Фрагмент текста:
━━━━━━━━━━━━━━━━

Через образ Демона в раю Лермонтов оказывается в центре дискуссии по вопросу о содержании всех религиозных движений – смысле бессмертия. Все мировые религии предлагают свои способы решения этого вопроса, но все сходятся в одном – обещают душе человека загробную жизнь. Мировые религии не оригинальны. Языческие движения, так или иначе, включают в себя представления о загробной жизни. Лермонтов относится к концепции рая критически – его критика характерна для эпохи Просвещения. Статичная истина рая не для Лермонтова. Блаженство Демона в унылом раю это типичная жизнь монаха, связанного уставом монастырской жизни. Жизнь пустая, бессмысленная и, с точки зрения поэта, патологичная.

 

Всегда жалеть и не желать,

Все знать, все чувствовать, все видеть,

Стараться все возненавидеть

И все на свете презирать!

«Демон»

Демон в раю это вариант Мцыри в монастыре. Как и Мцыри он тоскует по вольной жизни, родной душе, любви. 

 

Во дни блаженства мне в раю

Одной тебя не доставало.

Какое горькое томленье

Всю жизнь, века без разделенья

И наслаждаться и страдать,

За зло похвал не ожидать,

Ни за добро вознагражденья;

Жить для себя, скучать собой…

 

Нацеленный на поиск истины даже в раю, Демон обвиняет Бога за то, что райская жизнь лишена динамики, новизны. Надо не подавлять в себе страсти, а жить ими. Не изолироваться от мира, а быть в нем. В способности чувствовать, желать, вопрошать, страдать, делать и заключается истина, к которой Демон стремится и которой не находит в унылом созерцании Бога как символа вечного добра. Служение добру в раю Демону не интересно, и поэтому он поднимает бунт – оценивает сложившееся представление о святости, божественном, о сакральности Бога как безнравственное. Истина служения добру в ее райском выражении – что может быть скучнее? Монах рая – он тоскует, ссорится с Богом, бежит из царства небесного как Мцыри из монастыря. Его разрыв с Богом это бегство от одной истины к другой – от потусторонней непротиворечивости, беспроблемности, простоты, ясности к посюсторонней неизвестности, проблемности, сложности, противоречивости, неясности и риску. Из религии христианства через риск веры в безрелигиозное христианство.

━━━━━━━━━━━━━━━━

Данные:
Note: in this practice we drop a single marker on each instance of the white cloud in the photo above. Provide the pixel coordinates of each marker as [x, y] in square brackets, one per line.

━━━━━━━━━━━━━━━━

Задание:
Продолжите фрагмент о лермонтовском Демоне, начиная сразу после его последнего предложения. Данные представляют собой самостоятельный материал, не связанный с фрагментом.

Ответ:
Протест Демона – осознанный, это результат анализа, страданий, опыта. «И слишком горд я, чтоб просить/ У Бога вашего прощенья», – возводит Демон стену между собой и Богом – хозяином рая. В этих словах речь идет не о боге вообще, а о Боге «вашем», Боге, в которого привык верить человек, который существует в виде религиозного догмата, церковного канона, многотысячелетней культурной нормы. Демон не отрицает божественного. Но та абсолютная истина, которую символизирует собой потусторонний Бог – хозяин серого, унылого рая, его не устраивает.

Поэтому, порвав с раем и поселившись в пространстве между небом и землей, в эфире, он более не слуга Богу. Лермонтов ясно говорит, что за пределами рая не был Демон слугой рая.

 

То не был ангел-небожитель,

Ее божественный хранитель.

 

Демон, нацеленный на поиск истины, более не ищет ее в служении каноническому добру – важный вывод. Перебравшись в «сферу между», Демон рвет с религией. Ангелы божьи его «недремлющие враги».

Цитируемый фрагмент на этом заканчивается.